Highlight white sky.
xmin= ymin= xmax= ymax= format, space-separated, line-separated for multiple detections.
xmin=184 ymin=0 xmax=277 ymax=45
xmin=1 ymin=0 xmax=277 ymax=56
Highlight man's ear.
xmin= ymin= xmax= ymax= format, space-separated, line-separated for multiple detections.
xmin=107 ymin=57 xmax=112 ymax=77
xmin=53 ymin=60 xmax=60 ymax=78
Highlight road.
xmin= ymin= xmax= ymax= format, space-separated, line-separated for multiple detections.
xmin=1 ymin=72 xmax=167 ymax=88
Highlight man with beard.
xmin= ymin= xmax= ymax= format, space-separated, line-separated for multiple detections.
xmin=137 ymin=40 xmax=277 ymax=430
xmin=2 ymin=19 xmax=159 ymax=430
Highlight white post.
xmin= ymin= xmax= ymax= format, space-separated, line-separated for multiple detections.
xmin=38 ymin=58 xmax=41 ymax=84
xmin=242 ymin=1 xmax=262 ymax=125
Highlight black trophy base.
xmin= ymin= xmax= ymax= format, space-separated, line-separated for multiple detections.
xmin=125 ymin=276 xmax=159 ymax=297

━━━━━━

Using the material above, reproduce exactly the line that contains "Highlight man's ear." and all lines after it through the last one, and only those.

Highlight man's ear.
xmin= ymin= xmax= ymax= format, space-separated, line-separated for multiple detections.
xmin=107 ymin=57 xmax=112 ymax=77
xmin=53 ymin=60 xmax=60 ymax=78
Highlight road.
xmin= ymin= xmax= ymax= format, space-separated, line-separated for multiple detections.
xmin=1 ymin=72 xmax=167 ymax=88
Highlight man with beard.
xmin= ymin= xmax= ymax= format, space-separated, line-separated for multiple detections.
xmin=137 ymin=40 xmax=277 ymax=430
xmin=2 ymin=19 xmax=159 ymax=430
Highlight white post.
xmin= ymin= xmax= ymax= format, space-separated, line-separated for multiple detections.
xmin=38 ymin=58 xmax=41 ymax=84
xmin=242 ymin=1 xmax=262 ymax=125
Highlight black trophy base.
xmin= ymin= xmax= ymax= format, space-separated, line-separated for multiple detections.
xmin=125 ymin=276 xmax=159 ymax=297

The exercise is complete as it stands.